ACTIVITY:
In the data that follows, find each line containing "green" and copy it.

DATA LISTING:
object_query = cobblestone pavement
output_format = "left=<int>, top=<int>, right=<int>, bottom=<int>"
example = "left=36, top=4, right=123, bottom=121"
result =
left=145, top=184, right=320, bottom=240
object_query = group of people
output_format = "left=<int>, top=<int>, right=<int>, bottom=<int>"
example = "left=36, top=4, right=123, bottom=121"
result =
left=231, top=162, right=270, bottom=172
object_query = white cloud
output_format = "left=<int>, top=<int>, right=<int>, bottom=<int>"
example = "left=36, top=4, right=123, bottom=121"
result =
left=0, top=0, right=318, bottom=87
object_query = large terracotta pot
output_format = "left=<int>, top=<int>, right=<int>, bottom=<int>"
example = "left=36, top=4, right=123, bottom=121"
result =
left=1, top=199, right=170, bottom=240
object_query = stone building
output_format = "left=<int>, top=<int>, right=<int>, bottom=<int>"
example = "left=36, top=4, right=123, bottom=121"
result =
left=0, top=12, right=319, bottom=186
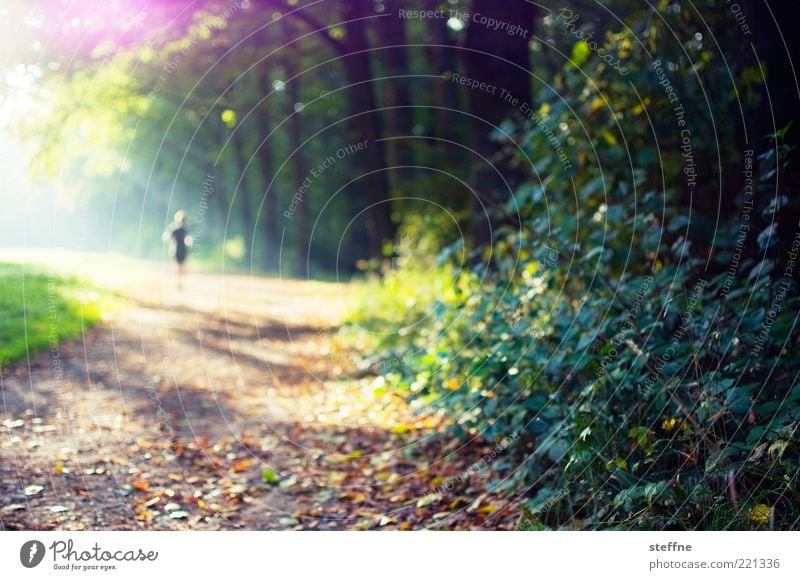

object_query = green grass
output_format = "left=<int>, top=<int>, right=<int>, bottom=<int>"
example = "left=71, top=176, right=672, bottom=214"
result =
left=0, top=263, right=113, bottom=366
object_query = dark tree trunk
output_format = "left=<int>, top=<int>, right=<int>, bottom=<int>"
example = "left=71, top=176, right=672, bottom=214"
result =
left=282, top=23, right=310, bottom=277
left=375, top=0, right=414, bottom=172
left=269, top=0, right=394, bottom=265
left=745, top=1, right=800, bottom=153
left=254, top=34, right=280, bottom=272
left=341, top=0, right=395, bottom=261
left=462, top=0, right=536, bottom=248
left=743, top=0, right=800, bottom=270
left=210, top=120, right=231, bottom=251
left=424, top=0, right=462, bottom=166
left=230, top=128, right=255, bottom=265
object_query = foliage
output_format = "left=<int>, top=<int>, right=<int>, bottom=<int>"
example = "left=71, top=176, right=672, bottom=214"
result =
left=348, top=4, right=800, bottom=529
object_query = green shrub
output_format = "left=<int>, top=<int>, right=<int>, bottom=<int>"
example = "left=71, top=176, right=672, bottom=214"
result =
left=347, top=5, right=799, bottom=528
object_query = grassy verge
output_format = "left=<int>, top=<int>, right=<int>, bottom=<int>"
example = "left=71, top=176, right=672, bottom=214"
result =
left=0, top=263, right=114, bottom=366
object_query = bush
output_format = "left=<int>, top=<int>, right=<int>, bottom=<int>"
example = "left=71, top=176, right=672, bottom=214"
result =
left=347, top=8, right=800, bottom=528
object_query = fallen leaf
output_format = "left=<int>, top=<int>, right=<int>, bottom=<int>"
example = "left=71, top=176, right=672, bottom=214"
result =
left=130, top=478, right=149, bottom=492
left=24, top=485, right=44, bottom=496
left=262, top=468, right=280, bottom=484
left=279, top=475, right=297, bottom=488
left=3, top=503, right=26, bottom=512
left=417, top=493, right=442, bottom=508
left=232, top=458, right=254, bottom=473
left=467, top=494, right=486, bottom=512
left=136, top=510, right=154, bottom=523
left=449, top=497, right=469, bottom=510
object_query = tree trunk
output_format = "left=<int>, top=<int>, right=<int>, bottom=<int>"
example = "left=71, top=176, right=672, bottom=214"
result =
left=462, top=0, right=536, bottom=248
left=209, top=120, right=231, bottom=256
left=375, top=0, right=414, bottom=172
left=270, top=0, right=394, bottom=265
left=341, top=0, right=395, bottom=261
left=744, top=1, right=800, bottom=153
left=424, top=0, right=462, bottom=167
left=282, top=22, right=310, bottom=277
left=254, top=33, right=280, bottom=272
left=230, top=127, right=255, bottom=265
left=743, top=0, right=800, bottom=271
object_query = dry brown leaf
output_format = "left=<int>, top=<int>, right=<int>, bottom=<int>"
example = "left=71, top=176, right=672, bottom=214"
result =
left=232, top=458, right=254, bottom=473
left=130, top=478, right=150, bottom=492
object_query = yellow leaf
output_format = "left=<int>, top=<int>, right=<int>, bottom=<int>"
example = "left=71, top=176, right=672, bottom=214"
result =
left=662, top=417, right=679, bottom=431
left=449, top=497, right=468, bottom=509
left=749, top=504, right=771, bottom=524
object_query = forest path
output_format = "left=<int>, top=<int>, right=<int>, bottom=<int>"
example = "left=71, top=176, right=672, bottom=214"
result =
left=0, top=255, right=506, bottom=530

COMPLETED TASK:
object_query = green grass
object_query = green shrub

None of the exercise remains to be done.